• Описание задания:
Найдите в записях ниже все строки, где встречается слово «jeans», и перепишите каждую из них целиком, учитывая регистр букв.
── Предоставленные записи
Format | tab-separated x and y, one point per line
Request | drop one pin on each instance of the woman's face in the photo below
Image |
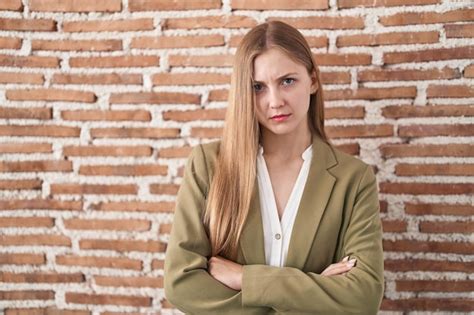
282	90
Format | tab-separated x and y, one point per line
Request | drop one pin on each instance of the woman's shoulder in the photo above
348	165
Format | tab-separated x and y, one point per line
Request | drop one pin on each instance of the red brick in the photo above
40	131
371	93
398	38
97	79
200	60
103	299
157	264
97	224
12	5
436	130
40	204
444	90
335	78
466	52
174	152
427	17
75	6
20	184
42	277
434	286
425	188
164	189
124	170
51	95
469	71
96	150
428	304
165	228
190	78
16	77
211	22
382	3
35	239
27	222
155	133
10	43
447	227
139	282
451	169
155	98
77	45
459	30
29	61
403	150
22	259
99	262
394	226
109	25
408	75
406	111
279	5
36	25
92	189
27	295
438	209
114	62
330	59
123	245
427	265
208	133
323	22
162	42
360	131
26	113
109	115
134	206
26	147
193	115
427	247
36	166
43	311
170	5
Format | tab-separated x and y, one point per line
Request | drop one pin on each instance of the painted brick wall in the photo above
100	102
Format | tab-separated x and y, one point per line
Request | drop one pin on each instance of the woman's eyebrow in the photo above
280	77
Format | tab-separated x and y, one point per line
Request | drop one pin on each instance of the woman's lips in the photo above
280	117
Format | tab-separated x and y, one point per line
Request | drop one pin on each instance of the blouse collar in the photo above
306	155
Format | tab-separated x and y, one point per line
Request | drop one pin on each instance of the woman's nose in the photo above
275	99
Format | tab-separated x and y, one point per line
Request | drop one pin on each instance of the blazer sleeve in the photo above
360	291
187	283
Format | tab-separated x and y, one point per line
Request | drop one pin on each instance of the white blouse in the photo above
277	234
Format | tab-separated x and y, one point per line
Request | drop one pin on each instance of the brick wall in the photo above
102	100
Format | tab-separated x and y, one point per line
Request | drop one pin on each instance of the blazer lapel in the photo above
315	196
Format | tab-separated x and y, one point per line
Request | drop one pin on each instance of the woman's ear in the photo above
314	82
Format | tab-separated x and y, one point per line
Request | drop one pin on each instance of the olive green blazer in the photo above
338	216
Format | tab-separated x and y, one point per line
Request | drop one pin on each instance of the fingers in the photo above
339	268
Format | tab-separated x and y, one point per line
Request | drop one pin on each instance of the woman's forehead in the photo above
272	65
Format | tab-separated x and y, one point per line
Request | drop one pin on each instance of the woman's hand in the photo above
339	268
226	271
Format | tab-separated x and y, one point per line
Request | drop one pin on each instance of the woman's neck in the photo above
285	147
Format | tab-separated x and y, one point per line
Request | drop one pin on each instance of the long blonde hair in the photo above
233	182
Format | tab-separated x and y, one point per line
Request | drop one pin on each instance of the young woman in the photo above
273	219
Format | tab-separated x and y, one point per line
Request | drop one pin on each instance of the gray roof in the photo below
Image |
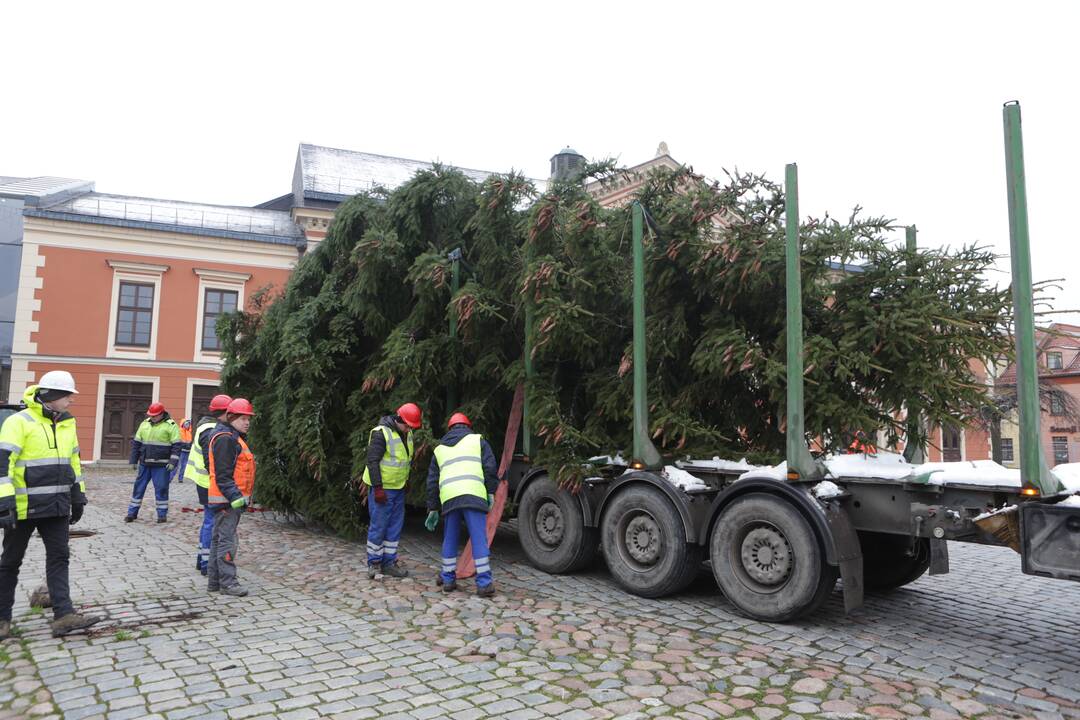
35	189
334	174
175	216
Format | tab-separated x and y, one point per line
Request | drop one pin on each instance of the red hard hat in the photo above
410	415
459	418
241	406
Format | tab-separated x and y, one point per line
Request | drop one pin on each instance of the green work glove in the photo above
432	520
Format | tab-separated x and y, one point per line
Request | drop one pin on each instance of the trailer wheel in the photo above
645	544
768	560
551	527
890	561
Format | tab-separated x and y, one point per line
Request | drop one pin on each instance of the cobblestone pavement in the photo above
316	638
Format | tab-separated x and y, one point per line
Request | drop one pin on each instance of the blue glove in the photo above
432	520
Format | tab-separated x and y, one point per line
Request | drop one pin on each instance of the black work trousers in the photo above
54	534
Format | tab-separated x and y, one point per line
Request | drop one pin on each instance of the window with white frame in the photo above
220	291
135	314
134	309
216	302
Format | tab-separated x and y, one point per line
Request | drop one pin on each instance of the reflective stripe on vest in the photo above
460	470
196	470
396	459
243	474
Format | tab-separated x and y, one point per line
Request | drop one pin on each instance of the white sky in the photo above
898	110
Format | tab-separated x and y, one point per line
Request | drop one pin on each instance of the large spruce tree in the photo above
363	326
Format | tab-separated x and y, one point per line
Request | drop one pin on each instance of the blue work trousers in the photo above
147	474
385	530
475	524
205	531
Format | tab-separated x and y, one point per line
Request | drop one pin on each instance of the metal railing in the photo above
234	220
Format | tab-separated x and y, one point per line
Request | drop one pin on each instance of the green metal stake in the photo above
1033	464
800	463
645	452
914	453
529	375
455	258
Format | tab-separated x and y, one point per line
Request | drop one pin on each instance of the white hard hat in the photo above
57	380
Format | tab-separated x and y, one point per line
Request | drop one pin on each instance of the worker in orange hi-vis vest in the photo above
231	480
186	433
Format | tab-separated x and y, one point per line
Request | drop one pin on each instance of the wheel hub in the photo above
643	540
550	524
766	556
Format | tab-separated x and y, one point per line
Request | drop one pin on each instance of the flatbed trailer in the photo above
774	544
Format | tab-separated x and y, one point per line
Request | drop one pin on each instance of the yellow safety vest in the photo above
42	463
460	470
197	471
395	461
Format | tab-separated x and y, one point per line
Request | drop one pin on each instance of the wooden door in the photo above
950	445
125	405
201	395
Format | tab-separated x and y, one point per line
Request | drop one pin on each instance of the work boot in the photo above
40	598
394	570
72	622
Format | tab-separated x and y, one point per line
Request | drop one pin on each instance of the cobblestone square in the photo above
316	638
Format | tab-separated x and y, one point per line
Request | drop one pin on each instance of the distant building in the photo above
1057	350
16	193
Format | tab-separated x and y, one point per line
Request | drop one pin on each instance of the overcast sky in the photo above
898	110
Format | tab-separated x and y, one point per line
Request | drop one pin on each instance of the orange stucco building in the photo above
124	293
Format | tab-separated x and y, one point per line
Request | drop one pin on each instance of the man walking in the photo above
41	489
198	472
389	460
157	450
231	483
462	479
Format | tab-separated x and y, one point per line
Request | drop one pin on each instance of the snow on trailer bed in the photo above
892	466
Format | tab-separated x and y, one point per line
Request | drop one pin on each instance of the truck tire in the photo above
768	560
645	544
889	562
551	527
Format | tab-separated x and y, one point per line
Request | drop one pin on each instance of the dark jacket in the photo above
377	448
451	437
226	449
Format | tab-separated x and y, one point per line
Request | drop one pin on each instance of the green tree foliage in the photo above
363	326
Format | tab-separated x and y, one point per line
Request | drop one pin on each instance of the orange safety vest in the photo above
186	431
243	475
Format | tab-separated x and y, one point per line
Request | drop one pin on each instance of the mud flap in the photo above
1050	540
939	556
849	554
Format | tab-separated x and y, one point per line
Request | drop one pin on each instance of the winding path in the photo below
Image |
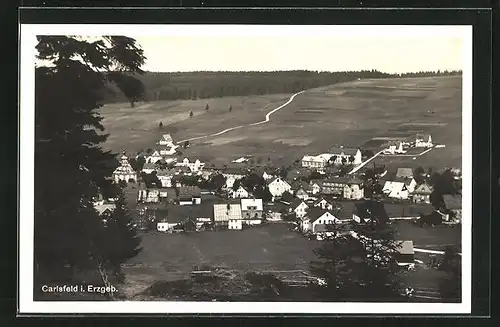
268	118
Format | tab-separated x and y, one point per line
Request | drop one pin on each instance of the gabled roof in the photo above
225	212
452	202
421	136
189	191
346	151
405	247
166	138
279	180
423	188
296	202
245	203
149	165
404	172
371	209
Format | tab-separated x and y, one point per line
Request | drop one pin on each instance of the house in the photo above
323	204
278	186
224	213
422	193
394	148
404	173
366	211
149	167
315	186
194	166
346	187
166	139
452	207
410	183
154	157
241	192
124	172
348	155
189	195
423	141
317	217
405	254
395	190
318	162
165	177
301	192
299	207
252	210
231	176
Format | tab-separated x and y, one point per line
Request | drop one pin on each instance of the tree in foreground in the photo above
119	241
71	168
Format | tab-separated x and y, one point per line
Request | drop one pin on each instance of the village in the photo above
172	194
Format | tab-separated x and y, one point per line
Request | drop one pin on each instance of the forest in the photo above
204	85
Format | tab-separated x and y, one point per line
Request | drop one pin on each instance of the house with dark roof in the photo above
404	173
422	193
299	207
317	219
351	155
423	141
365	211
189	195
350	188
452	207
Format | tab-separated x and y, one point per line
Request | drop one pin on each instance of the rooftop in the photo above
346	151
225	212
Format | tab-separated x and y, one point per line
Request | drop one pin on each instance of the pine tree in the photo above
119	238
70	167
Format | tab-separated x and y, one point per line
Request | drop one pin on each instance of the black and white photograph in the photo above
245	169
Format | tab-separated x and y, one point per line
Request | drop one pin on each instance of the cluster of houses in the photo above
175	206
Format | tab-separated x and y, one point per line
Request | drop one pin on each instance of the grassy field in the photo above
351	113
268	248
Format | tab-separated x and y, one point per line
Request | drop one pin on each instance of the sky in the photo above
324	53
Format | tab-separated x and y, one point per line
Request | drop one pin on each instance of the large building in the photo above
124	172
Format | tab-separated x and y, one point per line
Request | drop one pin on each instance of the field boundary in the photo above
266	120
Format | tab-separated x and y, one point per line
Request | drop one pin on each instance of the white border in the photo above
26	177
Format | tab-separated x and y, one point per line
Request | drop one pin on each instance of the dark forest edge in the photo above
211	84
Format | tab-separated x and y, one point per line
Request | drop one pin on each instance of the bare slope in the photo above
350	113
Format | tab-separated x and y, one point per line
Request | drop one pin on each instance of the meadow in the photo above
360	113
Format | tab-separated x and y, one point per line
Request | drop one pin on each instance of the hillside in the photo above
204	85
356	113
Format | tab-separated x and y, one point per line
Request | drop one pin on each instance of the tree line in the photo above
204	85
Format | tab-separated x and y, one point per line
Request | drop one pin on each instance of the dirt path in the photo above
268	118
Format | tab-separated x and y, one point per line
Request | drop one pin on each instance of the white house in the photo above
165	177
195	166
300	208
154	157
252	210
236	224
223	213
241	192
323	204
351	155
315	187
396	190
166	139
318	162
395	148
278	186
318	217
231	178
148	168
124	172
423	141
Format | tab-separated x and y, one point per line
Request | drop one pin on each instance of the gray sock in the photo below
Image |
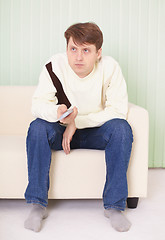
34	220
118	220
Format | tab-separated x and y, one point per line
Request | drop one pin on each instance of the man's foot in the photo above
34	221
118	220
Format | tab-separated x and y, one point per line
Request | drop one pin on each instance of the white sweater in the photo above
99	97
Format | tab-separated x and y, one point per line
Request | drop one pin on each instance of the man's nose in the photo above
79	56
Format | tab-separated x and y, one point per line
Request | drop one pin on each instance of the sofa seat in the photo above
81	174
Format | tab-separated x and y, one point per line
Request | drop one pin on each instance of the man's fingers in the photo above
66	145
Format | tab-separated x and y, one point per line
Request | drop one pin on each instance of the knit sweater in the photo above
99	97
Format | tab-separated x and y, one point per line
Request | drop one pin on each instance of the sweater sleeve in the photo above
115	103
44	101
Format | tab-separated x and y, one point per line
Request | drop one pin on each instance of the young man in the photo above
96	90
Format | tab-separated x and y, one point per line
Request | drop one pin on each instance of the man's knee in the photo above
120	128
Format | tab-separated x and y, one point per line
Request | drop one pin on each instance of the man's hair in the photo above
84	33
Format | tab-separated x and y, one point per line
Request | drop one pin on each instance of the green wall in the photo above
134	34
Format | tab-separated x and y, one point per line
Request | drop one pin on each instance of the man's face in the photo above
82	58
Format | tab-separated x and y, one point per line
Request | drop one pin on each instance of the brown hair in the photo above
85	33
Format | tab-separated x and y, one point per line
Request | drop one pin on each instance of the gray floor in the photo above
84	219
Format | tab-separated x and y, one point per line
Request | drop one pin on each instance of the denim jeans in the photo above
114	136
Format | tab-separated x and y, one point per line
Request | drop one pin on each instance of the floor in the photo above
84	219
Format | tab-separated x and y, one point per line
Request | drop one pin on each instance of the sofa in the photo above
71	176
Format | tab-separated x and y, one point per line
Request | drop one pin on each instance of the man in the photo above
94	87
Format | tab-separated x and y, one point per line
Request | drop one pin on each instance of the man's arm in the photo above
44	101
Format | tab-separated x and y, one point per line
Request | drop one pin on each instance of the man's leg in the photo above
42	136
115	136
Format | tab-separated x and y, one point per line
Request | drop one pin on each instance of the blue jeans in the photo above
115	137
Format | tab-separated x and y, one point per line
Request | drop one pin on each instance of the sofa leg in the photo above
132	202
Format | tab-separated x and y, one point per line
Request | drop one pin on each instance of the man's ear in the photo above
99	53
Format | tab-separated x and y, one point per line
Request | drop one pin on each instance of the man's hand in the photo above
71	127
67	137
70	118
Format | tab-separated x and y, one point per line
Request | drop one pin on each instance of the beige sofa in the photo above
71	176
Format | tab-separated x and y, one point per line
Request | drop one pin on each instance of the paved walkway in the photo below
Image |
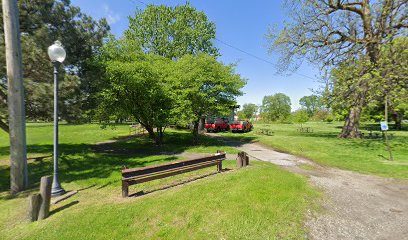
355	206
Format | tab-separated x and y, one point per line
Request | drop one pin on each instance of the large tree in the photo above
275	107
172	32
248	111
138	86
388	82
328	32
311	104
206	86
41	23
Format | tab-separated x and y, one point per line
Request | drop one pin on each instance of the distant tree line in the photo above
361	43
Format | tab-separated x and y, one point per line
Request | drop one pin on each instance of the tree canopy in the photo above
206	87
172	32
248	111
275	107
311	104
331	32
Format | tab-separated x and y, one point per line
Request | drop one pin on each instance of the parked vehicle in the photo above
217	125
241	126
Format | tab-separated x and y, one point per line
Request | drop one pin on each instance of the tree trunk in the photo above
159	137
352	123
195	132
15	97
151	132
397	117
4	126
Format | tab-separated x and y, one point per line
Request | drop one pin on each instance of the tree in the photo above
206	87
43	22
138	85
328	32
275	107
388	82
311	104
172	32
248	111
300	116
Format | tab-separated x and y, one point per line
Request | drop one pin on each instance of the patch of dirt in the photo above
356	206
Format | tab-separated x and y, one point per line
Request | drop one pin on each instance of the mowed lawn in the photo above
258	202
367	155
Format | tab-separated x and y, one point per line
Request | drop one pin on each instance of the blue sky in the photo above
242	24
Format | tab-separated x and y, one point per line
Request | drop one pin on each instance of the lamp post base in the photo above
55	192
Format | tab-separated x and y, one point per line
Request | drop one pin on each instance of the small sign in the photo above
384	126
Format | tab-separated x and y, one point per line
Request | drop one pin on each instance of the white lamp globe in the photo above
56	52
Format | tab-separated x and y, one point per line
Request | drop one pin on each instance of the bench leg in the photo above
219	166
125	189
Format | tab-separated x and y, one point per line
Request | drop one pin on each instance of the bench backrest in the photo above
132	172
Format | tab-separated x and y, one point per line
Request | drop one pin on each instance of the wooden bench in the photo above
305	129
139	175
264	131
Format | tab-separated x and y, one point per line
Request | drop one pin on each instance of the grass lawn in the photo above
258	202
323	147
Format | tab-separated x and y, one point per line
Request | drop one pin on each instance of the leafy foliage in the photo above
248	111
172	32
275	107
206	86
330	33
311	104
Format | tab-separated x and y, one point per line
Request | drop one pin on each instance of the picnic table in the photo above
265	131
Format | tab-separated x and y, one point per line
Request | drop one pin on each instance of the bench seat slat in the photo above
166	166
149	173
171	172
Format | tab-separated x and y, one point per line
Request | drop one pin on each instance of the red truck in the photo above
217	125
241	126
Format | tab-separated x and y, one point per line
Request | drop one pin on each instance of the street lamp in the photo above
57	55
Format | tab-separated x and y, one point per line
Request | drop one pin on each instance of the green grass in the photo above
258	202
323	146
81	137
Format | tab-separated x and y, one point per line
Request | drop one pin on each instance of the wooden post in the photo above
242	160
15	97
219	166
34	202
45	192
125	189
239	160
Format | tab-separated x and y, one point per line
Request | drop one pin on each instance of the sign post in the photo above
384	129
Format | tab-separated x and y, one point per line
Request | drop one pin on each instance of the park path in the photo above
355	206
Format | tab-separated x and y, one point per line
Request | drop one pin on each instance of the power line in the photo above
134	1
259	58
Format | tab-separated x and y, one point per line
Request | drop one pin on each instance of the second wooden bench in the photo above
139	175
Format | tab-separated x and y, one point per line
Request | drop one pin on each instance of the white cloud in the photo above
111	16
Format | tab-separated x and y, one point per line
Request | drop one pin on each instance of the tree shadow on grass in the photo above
64	207
83	161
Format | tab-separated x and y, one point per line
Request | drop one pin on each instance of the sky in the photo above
241	24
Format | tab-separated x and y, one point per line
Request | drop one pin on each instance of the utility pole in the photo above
15	98
387	143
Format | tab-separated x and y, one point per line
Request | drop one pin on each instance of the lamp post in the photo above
57	55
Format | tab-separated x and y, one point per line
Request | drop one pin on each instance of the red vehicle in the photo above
217	126
241	126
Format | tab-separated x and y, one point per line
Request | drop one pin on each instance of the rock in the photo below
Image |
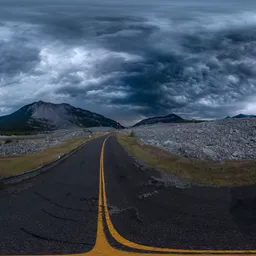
217	140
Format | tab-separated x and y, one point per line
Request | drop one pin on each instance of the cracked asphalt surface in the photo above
56	212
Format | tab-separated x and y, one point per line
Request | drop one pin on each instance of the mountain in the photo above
172	118
244	116
48	116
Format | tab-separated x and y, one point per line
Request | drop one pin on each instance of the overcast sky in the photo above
130	59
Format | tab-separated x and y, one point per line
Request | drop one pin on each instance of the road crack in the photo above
57	217
56	204
53	239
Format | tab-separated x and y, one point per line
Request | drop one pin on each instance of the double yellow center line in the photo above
101	240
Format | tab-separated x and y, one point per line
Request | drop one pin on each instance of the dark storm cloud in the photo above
16	57
192	57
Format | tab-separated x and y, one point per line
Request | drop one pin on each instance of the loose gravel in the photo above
232	139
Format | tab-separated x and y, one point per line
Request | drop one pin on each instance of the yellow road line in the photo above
133	245
102	246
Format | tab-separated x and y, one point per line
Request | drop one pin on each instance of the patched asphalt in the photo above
146	210
56	212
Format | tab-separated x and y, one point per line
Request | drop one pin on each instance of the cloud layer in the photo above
130	60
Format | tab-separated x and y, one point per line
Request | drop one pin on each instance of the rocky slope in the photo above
160	119
48	116
215	140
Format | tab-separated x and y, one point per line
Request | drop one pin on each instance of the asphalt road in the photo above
100	200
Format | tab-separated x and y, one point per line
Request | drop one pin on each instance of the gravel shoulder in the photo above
191	170
229	139
21	155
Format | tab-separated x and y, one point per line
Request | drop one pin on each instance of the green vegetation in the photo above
227	173
15	165
17	133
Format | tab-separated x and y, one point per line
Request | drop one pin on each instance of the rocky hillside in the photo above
41	115
229	139
160	119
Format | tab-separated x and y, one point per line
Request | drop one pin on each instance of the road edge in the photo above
41	169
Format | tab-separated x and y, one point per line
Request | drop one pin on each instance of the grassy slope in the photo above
228	173
15	165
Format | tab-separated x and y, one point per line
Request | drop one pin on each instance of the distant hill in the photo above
244	116
172	118
48	116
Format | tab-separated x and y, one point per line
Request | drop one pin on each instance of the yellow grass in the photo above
16	165
227	173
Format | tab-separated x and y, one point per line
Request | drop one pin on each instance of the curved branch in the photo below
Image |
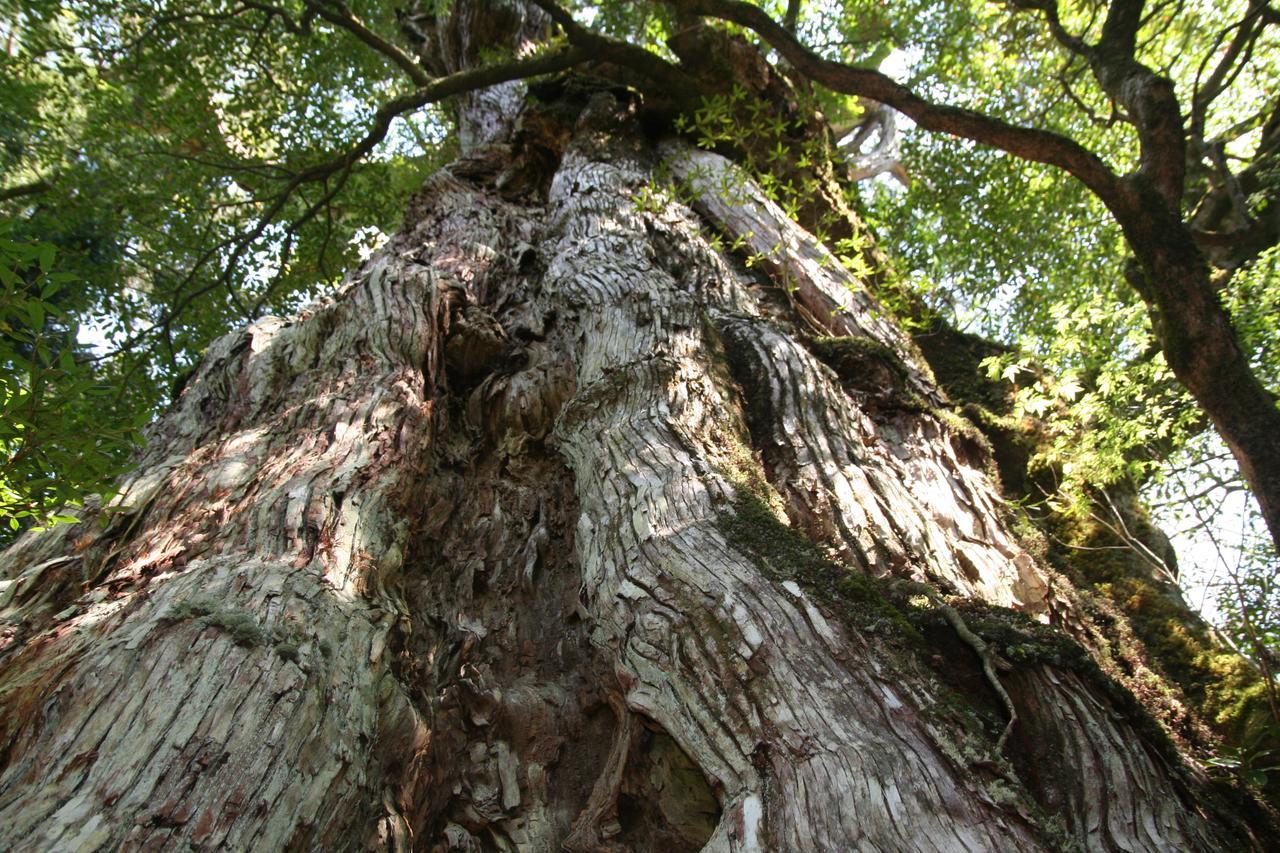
339	16
1028	144
343	163
22	190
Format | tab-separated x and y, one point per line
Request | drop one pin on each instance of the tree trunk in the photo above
551	530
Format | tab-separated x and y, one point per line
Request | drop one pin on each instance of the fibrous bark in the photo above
551	530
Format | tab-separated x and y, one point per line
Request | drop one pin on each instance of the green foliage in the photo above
63	427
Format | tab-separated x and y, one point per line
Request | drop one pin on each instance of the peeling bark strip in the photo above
549	532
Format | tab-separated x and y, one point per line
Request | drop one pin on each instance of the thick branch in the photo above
1028	144
339	16
342	164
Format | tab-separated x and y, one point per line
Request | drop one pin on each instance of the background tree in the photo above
600	448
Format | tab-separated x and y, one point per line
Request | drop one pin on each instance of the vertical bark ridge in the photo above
242	619
804	734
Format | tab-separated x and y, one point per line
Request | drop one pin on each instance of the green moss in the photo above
784	553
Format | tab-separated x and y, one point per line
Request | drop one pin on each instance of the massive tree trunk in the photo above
553	529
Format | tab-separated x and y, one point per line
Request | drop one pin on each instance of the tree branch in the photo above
1028	144
339	16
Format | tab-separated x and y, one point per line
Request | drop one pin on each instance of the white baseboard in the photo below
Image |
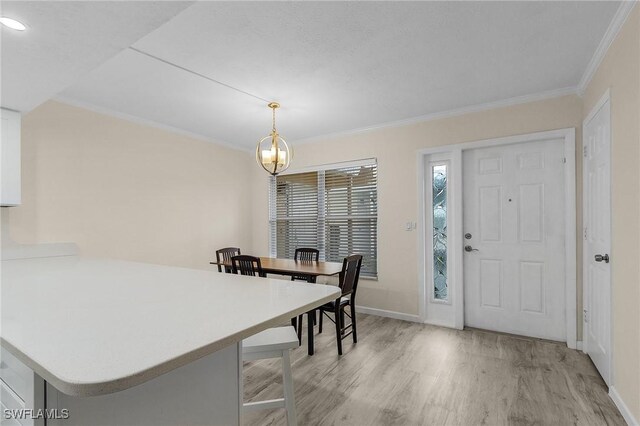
388	314
624	410
440	323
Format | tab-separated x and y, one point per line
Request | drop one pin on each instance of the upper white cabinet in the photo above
9	158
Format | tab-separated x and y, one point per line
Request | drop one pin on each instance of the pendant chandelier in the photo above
272	152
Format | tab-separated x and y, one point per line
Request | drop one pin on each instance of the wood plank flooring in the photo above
402	373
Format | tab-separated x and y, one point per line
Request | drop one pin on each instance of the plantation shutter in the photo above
334	210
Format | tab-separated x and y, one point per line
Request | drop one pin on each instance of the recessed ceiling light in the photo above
12	23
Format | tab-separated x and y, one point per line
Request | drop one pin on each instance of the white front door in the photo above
597	235
514	225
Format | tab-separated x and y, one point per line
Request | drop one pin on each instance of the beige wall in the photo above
124	190
396	151
620	72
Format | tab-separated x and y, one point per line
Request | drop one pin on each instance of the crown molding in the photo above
550	94
149	123
614	28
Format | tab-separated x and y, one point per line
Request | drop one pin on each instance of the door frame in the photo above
606	97
455	317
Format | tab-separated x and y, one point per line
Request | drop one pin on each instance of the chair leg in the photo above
338	328
354	333
289	397
310	332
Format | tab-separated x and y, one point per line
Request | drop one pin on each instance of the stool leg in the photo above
289	397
────
• Ответ на задание:
Request | drop one pin on each instance of the denim jeans in the photo above
Request | drop one pin on each instance of the blue jeans in the photo above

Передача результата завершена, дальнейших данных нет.